SOURCE PASSAGE:
·····
MtDNA depletion and accumulation of deletions in Mgme1 homozygous and tissue-specific knockout mice in various tissues. a Long-extension PCR of heart-isolated total DNA from 8 weeks old controls (+/+) and Mgme1 knockout mice (−/−) using primers amplifying major arc. # indicates product form full-length mtDNA, parentheses indicate deleted products. The bands are visualized by EtBr staining. b Southern blot analysis of SacI-digested heart mtDNA from control (Mgme1L/L) and tissue-specific knockout mice (Mgme1L/L, cre), wild-type (Mgme1+/+) and Mgme1 knockout mice (Mgme1−/−) and control (PolgA+/+) and mtDNA-mutator mice (PolgAmut/mut). Plasmid pAM1, containing whole mtDNA sequence was used as a probe. # full-length mtDNA; *deleted mtDNA molecules. c Southern blot quantification: ratio of full-length mtDNA signal to 18S loading control. Error bars represent the SEM. **P < 0,001, Statistical analysis were performed using Student’s t-test. n = 3 biological replicates. d Southern blot analysis of SacI-digested mtDNA from brain, skeletal muscle, kidney, and liver tissue. (+/+), control; (−/−), Mgme1 knockout mice. Plasmid containing whole mtDNA sequence was used as a probe. # full-length mtDNA; *deleted mtDNA fragments

Mgme1 knockout mice do not age prematurely

We assessed the mtDNA point mutation load in Mgme1−/− mice by using a high-fidelity polymerase to amplify mtDNA fragments followed by cloning and sequencing of individual clones. We detected wild-type levels of point mutations in liver of young (11 weeks of age) and old Mgme1−/− mice (70 weeks of age) (Supplementary Fig. 3a). Furthermore, we could not detect any significant changes in the load of mtDNA point mutations in spleen and skeletal muscle of 70 weeks old Mgme1−/− mice (Supplementary Fig. 3b). The increase in the point mutation load in mtDNA mutator mice is associated with premature onset of ageing-related phenotypes, such as decreased life span, male infertility and anemia25,28,29. In contrast, Mgme1−/− male mice are fertile with normal testis weight, normal sperm count, normal sperm motility and unaltered testis morphology (Fig. 3a–e).
·····
DATA FOR REVIEW:
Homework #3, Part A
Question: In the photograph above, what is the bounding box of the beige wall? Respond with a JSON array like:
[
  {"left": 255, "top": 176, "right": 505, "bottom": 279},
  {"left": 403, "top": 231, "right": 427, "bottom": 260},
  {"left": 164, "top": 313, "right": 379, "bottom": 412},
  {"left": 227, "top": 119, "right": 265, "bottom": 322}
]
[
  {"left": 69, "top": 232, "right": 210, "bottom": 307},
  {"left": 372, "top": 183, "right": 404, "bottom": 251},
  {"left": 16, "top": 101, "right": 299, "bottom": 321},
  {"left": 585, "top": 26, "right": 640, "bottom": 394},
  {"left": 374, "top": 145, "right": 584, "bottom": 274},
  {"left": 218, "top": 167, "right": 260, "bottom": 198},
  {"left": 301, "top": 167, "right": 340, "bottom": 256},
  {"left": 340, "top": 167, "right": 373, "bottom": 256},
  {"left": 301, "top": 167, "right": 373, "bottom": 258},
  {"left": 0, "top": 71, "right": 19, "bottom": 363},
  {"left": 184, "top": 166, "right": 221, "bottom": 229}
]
·····
EXPLORE THE MATERIAL:
1. Answer these from the Mgme1 knockout mouse passage, one line each:
(a) Which enzyme was used to digest mtDNA before Southern blot analysis?
(b) At what ages were the young and old Mgme1−/− mice whose liver was examined for point mutations?
(c) What was the name of the plasmid used as a probe?
2. Write the next part of the Mgme1 knockout mouse passage, starting right after its final sentence.

EXERCISE RESPONSES:
1.
(a) SacI
(b) 11 weeks and 70 weeks
(c) pAM1

2.
Fig. 3
figure 3

Mgme1−/− male mice are fertile and show normal testes morphology. a Pups per litter (data from 7 different males). b Relative testis weight. c Relative sperm count. d Sperm motility. e Testis seminiferous tubule structure. Scale bar, 100 µm. Data represent mean ± SEM. Statistical analyses were performed using Student’s t-test. n = 3 biological replicates

At 20 weeks of age, Mgme1−/− mice have normal blood hemoglobin concentration, whereas older animals show a mild decrease in hemoglobin at the age of 70 weeks (Supplementary Fig. 4a, b). Importantly, the anemia of Mgme1−/− mice is much milder than the anemia in mtDNA mutator mice despite the observation that Mgme1−/− mice have much higher levels of subgenomic deleted mtDNA than mtDNA mutator mice30. At the age of 70 weeks Mgme1−/− mice have moderate anemia without reticulocytosis accompanied by moderate splenomegaly (Supplementary Fig. 4b–d), whereas mtDNA mutator mice at 40 weeks of age have profound anemia, marked reticulocytosis and massive splenomegaly with extramedullary hematopoiesis25,28.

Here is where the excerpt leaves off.